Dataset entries
[Start of Attachment]

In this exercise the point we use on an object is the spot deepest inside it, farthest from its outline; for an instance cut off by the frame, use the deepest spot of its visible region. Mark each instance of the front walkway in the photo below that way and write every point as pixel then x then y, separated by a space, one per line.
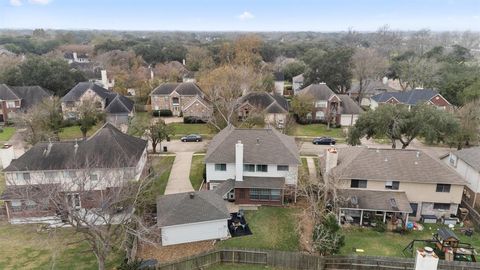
pixel 179 180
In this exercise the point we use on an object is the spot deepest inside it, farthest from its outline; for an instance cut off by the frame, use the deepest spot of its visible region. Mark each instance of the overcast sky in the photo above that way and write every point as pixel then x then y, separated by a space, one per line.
pixel 246 15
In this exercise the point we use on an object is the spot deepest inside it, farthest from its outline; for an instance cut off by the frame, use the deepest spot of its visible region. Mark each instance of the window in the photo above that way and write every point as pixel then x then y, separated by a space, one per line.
pixel 265 194
pixel 443 187
pixel 414 208
pixel 248 167
pixel 262 168
pixel 392 185
pixel 441 206
pixel 16 205
pixel 221 167
pixel 321 104
pixel 358 183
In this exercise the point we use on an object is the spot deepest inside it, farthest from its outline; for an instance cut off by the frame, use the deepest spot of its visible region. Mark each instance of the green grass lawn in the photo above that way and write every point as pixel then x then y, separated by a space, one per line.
pixel 317 130
pixel 241 267
pixel 272 228
pixel 25 248
pixel 391 244
pixel 196 171
pixel 74 132
pixel 140 119
pixel 161 171
pixel 182 129
pixel 6 134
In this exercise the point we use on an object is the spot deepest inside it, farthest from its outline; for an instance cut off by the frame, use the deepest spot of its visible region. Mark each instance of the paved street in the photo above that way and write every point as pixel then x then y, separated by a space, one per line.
pixel 179 180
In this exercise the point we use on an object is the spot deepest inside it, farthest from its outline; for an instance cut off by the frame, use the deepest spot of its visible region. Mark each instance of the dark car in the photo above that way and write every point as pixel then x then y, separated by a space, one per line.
pixel 191 138
pixel 324 141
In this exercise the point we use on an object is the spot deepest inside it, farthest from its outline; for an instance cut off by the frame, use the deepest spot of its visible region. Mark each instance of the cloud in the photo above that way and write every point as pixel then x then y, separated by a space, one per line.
pixel 40 2
pixel 246 15
pixel 15 3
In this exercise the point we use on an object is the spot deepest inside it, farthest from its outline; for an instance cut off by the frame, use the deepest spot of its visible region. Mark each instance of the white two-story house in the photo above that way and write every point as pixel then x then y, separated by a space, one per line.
pixel 466 163
pixel 81 171
pixel 253 166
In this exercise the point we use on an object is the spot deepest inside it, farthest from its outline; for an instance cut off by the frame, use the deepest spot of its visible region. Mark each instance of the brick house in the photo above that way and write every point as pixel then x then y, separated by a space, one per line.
pixel 252 166
pixel 273 106
pixel 411 98
pixel 118 108
pixel 186 99
pixel 340 109
pixel 419 185
pixel 18 99
pixel 100 162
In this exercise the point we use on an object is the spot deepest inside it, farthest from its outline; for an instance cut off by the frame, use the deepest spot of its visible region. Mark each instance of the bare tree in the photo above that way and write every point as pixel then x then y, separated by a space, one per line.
pixel 102 205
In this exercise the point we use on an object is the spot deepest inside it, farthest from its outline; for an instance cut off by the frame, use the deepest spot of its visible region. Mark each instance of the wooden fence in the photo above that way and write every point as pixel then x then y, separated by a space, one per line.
pixel 302 261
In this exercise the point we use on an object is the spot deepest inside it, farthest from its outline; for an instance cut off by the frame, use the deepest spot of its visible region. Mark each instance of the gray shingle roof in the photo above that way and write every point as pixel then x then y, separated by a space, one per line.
pixel 319 91
pixel 180 208
pixel 266 102
pixel 107 148
pixel 349 106
pixel 471 156
pixel 6 93
pixel 375 200
pixel 272 147
pixel 31 95
pixel 393 165
pixel 411 97
pixel 183 89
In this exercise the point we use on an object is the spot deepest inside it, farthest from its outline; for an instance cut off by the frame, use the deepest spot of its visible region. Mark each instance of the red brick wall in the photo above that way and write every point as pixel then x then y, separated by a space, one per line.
pixel 245 199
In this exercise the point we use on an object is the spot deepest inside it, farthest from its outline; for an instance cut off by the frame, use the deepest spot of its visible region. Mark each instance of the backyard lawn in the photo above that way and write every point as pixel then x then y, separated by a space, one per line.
pixel 317 130
pixel 74 132
pixel 25 248
pixel 161 171
pixel 196 171
pixel 272 228
pixel 182 129
pixel 6 134
pixel 391 244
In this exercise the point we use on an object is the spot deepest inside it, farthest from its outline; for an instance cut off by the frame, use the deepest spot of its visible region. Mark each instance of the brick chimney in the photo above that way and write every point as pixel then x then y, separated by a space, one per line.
pixel 239 161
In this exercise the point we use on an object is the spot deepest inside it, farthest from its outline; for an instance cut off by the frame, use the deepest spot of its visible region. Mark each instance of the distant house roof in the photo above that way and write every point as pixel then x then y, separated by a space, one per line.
pixel 349 106
pixel 266 102
pixel 319 91
pixel 471 156
pixel 412 97
pixel 392 165
pixel 298 79
pixel 260 146
pixel 379 200
pixel 373 87
pixel 107 148
pixel 114 102
pixel 29 95
pixel 183 89
pixel 183 208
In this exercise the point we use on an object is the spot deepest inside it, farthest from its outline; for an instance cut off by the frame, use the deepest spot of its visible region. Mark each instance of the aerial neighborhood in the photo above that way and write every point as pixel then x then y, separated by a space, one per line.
pixel 210 150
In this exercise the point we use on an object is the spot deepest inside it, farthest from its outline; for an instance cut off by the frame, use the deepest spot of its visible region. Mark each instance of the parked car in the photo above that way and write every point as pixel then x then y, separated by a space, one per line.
pixel 324 141
pixel 191 138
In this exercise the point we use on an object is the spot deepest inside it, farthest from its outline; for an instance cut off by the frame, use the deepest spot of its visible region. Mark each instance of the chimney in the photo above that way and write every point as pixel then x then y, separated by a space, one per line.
pixel 239 161
pixel 104 78
pixel 426 259
pixel 331 159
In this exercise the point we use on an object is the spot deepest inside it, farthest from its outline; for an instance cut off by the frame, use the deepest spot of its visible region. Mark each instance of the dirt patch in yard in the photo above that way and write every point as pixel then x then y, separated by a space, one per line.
pixel 174 252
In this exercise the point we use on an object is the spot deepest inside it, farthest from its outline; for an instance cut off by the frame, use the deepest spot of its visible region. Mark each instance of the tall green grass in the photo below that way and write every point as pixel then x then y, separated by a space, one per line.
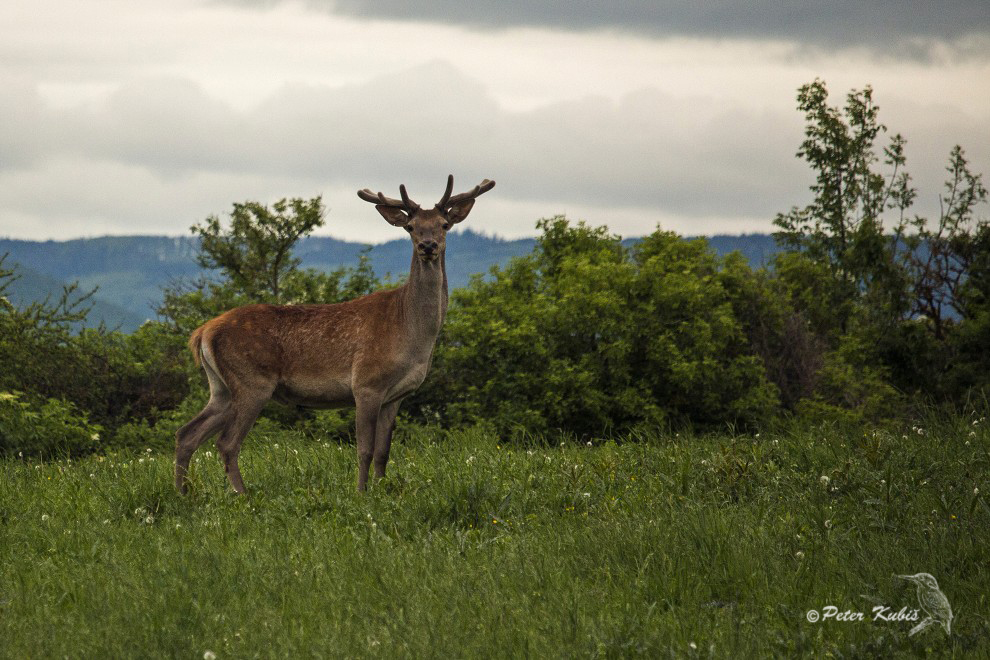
pixel 666 546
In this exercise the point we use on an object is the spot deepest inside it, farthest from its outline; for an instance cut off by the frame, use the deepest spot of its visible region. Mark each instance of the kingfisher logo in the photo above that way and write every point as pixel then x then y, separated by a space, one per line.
pixel 933 608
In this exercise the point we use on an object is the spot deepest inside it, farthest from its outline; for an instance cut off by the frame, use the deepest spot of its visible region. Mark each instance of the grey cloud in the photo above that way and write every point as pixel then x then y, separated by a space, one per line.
pixel 684 157
pixel 879 24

[End of Attachment]

**WORK TASK**
Copy all the entries word for word. Omit any pictures.

**TASK ANSWER**
In this exercise the point we use on an object is the spot deepest inside it, farthest from its outline; for an instance cut off by the frame, use the deepest spot of its visible region. Mark each instance of the front walkway in the photo below that way and write every point as pixel then x then y, separated by a space, one per line.
pixel 179 180
In this exercise the point we use on an object is the spot deepest inside it, farthest from its outline; for an instance cut off by the frame, use the deepest spot of its visible region. Mark each instance of the overcast sky in the photo above that way and write every point as pixel then x then y, separated by a space, one per line.
pixel 246 15
In this exercise the point we use on an object is the spot deepest inside it, farthest from its outline; for an instance cut off by the frame, use the deepest spot of its visible region. Mark each instance of the window in the photo above that way and write every point as pixel then x then y, separated by a space, one per line.
pixel 265 194
pixel 443 187
pixel 414 208
pixel 248 167
pixel 262 168
pixel 392 185
pixel 441 206
pixel 16 205
pixel 221 167
pixel 321 104
pixel 358 183
In this exercise the point we use on an object is the spot deepest inside it, farthest from its outline; for an instance cut off by the frame, use the deepest spot of its visible region. Mark each instance of the green grass lawn in the photo above that way and write every point as pixel then x then y, separated by a space, one per line.
pixel 317 130
pixel 241 267
pixel 272 228
pixel 25 248
pixel 391 244
pixel 196 171
pixel 74 132
pixel 140 119
pixel 161 171
pixel 182 129
pixel 6 134
In this exercise the point we use on an object is the spot deepest inside it, farthest from its outline; for an instance cut off by the frame, use the deepest spot of its visible region. Mark each instance of the paved street in the photo above that way and write every point as pixel then x then y, separated by a space, one per line.
pixel 179 180
In this exercise the point we use on an object is the spot deepest inside it, farthest from its outline; for an instance cut off by the frame, use the deepest spot of its visible region. Mark each instance of the dark car in the photo above that way and write every point as pixel then x then y, separated by a space, one per line.
pixel 191 138
pixel 324 141
In this exercise the point we use on an object is the spot deepest inside it, farthest from its outline; for an instance cut off by the frame, use the deepest spot of its visible region. Mark each instance of the cloud in the photo above that way and write every point as pixel then x then y, separated by a space, one per line.
pixel 40 2
pixel 246 15
pixel 15 3
In this exercise the point we use on an object is the spot deepest inside it, farthest from its outline; for an instance cut off by the frame, use the deepest spot of its visible region. Mark each instance of the white two-story house in the photo above that way and write every point as pixel then x then y, separated by a space, one per line.
pixel 466 163
pixel 81 171
pixel 253 166
In this exercise the point we use on an object is the spot deepest inside it, farthest from its outline; for an instance cut off by the frame, use the deepest spot of its visible region. Mark each instance of the brick house in the photo above that way and write every point as pixel then x then y, separated by a space, one per line.
pixel 252 166
pixel 273 106
pixel 411 98
pixel 118 108
pixel 186 99
pixel 340 109
pixel 419 185
pixel 18 99
pixel 100 162
In this exercise the point we use on an object is the spot deepest inside it, farthest from its outline; for an instance cut off by the frame, use the deepest spot of its visible region. Mark each instance of the bare tree in the photo above that way and write every point as pixel then x then y, separated by a space, one per line.
pixel 102 205
In this exercise the point we use on an object is the spot deepest inside it, farthest from its outline; for an instance cut off by the frame, use the deepest spot of its visible region. Mark each instance of the wooden fence in the photo above that way and write every point as pixel then x then y, separated by a space, one per line.
pixel 302 261
In this exercise the point we use on an object is the spot deepest inside it, farthest from its outline; for an instance cut off by the frame, use the deepest spot of its visible region. Mark each instance of the gray shingle roof in the photo above that way and write every point as pixel then x then y, separated by a space, one per line.
pixel 319 91
pixel 180 208
pixel 266 102
pixel 107 148
pixel 349 106
pixel 471 156
pixel 6 93
pixel 375 200
pixel 272 147
pixel 31 95
pixel 393 165
pixel 411 97
pixel 183 89
In this exercise the point we use on an object is the spot deepest inside it, farthest from its outline; for an instance cut off by the frame, use the deepest spot of its visible region. Mark each instance of the red brick wall in the photo above that way and write every point as pixel then x then y, separated by a space, one per line.
pixel 245 199
In this exercise the point we use on an object is the spot deepest inside it, farthest from its outline; for an instance cut off by the frame, use the deepest spot of its visible region. Mark each instance of the backyard lawn in the photo above that way and write every point as pixel then x then y, separated by a space, one per line.
pixel 317 130
pixel 74 132
pixel 25 248
pixel 161 171
pixel 196 171
pixel 272 228
pixel 182 129
pixel 6 134
pixel 391 244
In this exercise the point we use on an object is the spot deepest inside it, farthest from its outline; for an instance cut off by the frame, use the deepest spot of its visible region. Mark each instance of the brick chimney in the photo above that way and write every point as pixel then x then y, separated by a space, one per line.
pixel 239 161
In this exercise the point we use on an object is the spot deepest inside it, farthest from its outline; for an instance cut off by the frame, use the deepest spot of its visible region. Mark each instance of the distant house roof in the photo above that way and write every point as pixel then x then y, separated by a space, one per line.
pixel 349 106
pixel 266 102
pixel 319 91
pixel 471 156
pixel 412 97
pixel 392 165
pixel 298 79
pixel 260 146
pixel 379 200
pixel 373 87
pixel 107 148
pixel 114 102
pixel 29 95
pixel 183 89
pixel 183 208
In this exercise the point we use on an object is the spot deepest inside it, farthest from its outline; for an instance cut off by the frame, use the deepest spot of its visible region. Mark each instance of the aerial neighborhood in the photo above that way and write every point as pixel then x then y, separated by a space, one per line.
pixel 210 150
In this exercise the point we use on an object is the spot deepest inside it, farthest from its outline; for an instance cut off by the frame, use the deepest spot of its visible region. Mark each instance of the parked car in the photo above that way and write every point as pixel then x then y, separated by a space, one per line.
pixel 324 141
pixel 191 138
In this exercise the point we use on an object is the spot deepest inside it, farthest from its outline; for an instance cut off by the frame, use the deepest spot of its visible region. Mark each instance of the chimney in the photo above that way and write every point as pixel then x then y, separated by a space, one per line.
pixel 239 161
pixel 104 78
pixel 426 259
pixel 331 159
In this exercise the point we use on an object is the spot deepest inside it, farthest from its outline; for an instance cut off by the frame, use the deepest spot of its visible region. Mark each instance of the dirt patch in yard in the photo above that way and write every point as pixel then x then y, separated by a space, one per line.
pixel 174 252
In this exercise the point we use on an object is the spot deepest inside it, farthest from its outline; for an instance cut off by the frame, use the deepest spot of its visible region. Mark each instance of the tall green grass in the photo below that way and write every point as pixel then x then y, separated by a space, one per line.
pixel 666 546
In this exercise the point we use on an object is the spot deepest inside it, farthest from its outline; for an instance cut off by the frame, use the deepest spot of its visible region. Mark each instance of the kingfisher logo in the photo above that way and write every point as pixel then x then y, separated by a space, one per line.
pixel 933 608
In this exercise the point we use on an object is the spot deepest inside it, farthest from its outline; for an instance cut off by the frame, use the deepest spot of its visible region. Mark each instance of the grey cloud in the photo above that way and write every point as pixel then x then y, separated by a space, one per line.
pixel 684 157
pixel 879 24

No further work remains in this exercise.